Rewrite the material below from the line containing "Where can the wooden log" through the end, replacing "disc" with "circle" and leaving everything else unchanged.
***
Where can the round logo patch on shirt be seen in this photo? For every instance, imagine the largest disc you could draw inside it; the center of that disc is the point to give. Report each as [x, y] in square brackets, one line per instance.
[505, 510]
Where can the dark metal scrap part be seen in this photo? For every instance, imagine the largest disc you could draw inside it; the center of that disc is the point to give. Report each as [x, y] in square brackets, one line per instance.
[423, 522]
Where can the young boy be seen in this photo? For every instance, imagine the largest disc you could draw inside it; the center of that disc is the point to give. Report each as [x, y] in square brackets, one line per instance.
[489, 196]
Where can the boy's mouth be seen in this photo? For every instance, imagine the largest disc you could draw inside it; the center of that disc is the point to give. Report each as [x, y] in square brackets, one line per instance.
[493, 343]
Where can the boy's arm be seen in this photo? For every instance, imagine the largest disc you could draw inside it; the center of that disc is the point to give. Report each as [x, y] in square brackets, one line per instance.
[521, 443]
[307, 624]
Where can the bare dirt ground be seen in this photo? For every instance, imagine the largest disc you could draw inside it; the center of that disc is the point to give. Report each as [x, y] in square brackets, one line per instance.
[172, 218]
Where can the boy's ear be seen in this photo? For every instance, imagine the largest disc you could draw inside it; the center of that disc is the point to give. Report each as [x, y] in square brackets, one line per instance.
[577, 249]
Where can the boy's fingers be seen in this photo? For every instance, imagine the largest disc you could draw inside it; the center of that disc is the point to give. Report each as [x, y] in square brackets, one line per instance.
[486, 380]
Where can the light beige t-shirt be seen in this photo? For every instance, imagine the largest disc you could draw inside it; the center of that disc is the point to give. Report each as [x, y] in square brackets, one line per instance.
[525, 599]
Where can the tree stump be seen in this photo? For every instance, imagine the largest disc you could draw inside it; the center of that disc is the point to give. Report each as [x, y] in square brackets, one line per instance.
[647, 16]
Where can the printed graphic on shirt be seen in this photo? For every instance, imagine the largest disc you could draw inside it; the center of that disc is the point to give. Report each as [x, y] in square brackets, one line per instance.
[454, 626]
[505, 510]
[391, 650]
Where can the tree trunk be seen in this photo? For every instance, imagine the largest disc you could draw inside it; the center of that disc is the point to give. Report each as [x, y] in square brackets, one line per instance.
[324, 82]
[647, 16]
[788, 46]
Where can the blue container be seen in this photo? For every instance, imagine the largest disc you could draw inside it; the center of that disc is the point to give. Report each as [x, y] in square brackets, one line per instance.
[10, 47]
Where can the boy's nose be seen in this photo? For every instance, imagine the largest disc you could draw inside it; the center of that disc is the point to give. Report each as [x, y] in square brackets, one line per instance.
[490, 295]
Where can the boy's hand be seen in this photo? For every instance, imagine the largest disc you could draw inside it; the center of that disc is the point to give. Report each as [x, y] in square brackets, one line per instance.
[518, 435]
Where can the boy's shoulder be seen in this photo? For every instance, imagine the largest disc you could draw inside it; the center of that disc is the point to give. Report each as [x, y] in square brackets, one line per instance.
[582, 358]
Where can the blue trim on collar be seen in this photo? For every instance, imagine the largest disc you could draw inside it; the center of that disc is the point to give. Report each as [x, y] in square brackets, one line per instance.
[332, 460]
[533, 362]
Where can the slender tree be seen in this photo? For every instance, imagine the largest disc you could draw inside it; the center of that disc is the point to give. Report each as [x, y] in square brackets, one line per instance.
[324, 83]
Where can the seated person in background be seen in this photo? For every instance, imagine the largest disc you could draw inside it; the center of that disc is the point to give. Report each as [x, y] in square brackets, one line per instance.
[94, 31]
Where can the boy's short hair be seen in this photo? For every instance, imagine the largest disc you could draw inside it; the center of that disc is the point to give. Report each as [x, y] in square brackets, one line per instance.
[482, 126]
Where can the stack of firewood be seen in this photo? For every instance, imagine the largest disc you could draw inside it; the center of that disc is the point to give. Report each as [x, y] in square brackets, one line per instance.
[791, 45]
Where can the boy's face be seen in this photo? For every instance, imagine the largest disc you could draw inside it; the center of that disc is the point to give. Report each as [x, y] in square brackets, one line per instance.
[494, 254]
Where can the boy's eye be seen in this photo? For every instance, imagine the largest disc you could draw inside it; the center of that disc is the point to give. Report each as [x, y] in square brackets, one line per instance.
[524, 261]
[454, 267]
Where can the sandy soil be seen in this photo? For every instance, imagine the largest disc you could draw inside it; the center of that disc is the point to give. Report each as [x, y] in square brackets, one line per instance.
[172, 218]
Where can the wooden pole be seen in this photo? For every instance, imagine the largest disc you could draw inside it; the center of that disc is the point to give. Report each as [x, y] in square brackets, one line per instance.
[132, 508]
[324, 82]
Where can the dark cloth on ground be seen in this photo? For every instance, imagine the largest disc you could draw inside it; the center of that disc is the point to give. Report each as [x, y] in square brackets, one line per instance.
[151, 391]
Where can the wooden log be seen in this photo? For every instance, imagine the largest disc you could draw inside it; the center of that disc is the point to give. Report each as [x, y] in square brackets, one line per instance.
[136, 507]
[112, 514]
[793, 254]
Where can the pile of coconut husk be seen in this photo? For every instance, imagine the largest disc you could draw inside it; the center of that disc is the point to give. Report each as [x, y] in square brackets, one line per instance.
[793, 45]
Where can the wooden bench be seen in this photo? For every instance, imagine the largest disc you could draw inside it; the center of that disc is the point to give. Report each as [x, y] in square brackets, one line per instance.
***
PROBLEM SOLUTION>
Where can the wooden log be seen in this photo? For every instance, imagine the largest circle you could draw inside it; the center of that circle is the point to give. Report each as [x, y] in square brackets, one line per instance.
[136, 507]
[112, 514]
[793, 254]
Where can the pile of coconut husk be seen in this photo? For every instance, imagine the largest circle you could draw inside it; the center of that circle is the point to give. Report each as [x, y] in square brackets, one line per instance.
[793, 45]
Where can the wooden bench be seen in this photo? For every instance, imagine the largest circle you could draw inside it; the center of that circle is the point to give. Report each as [x, y] in square brackets, one line per instance.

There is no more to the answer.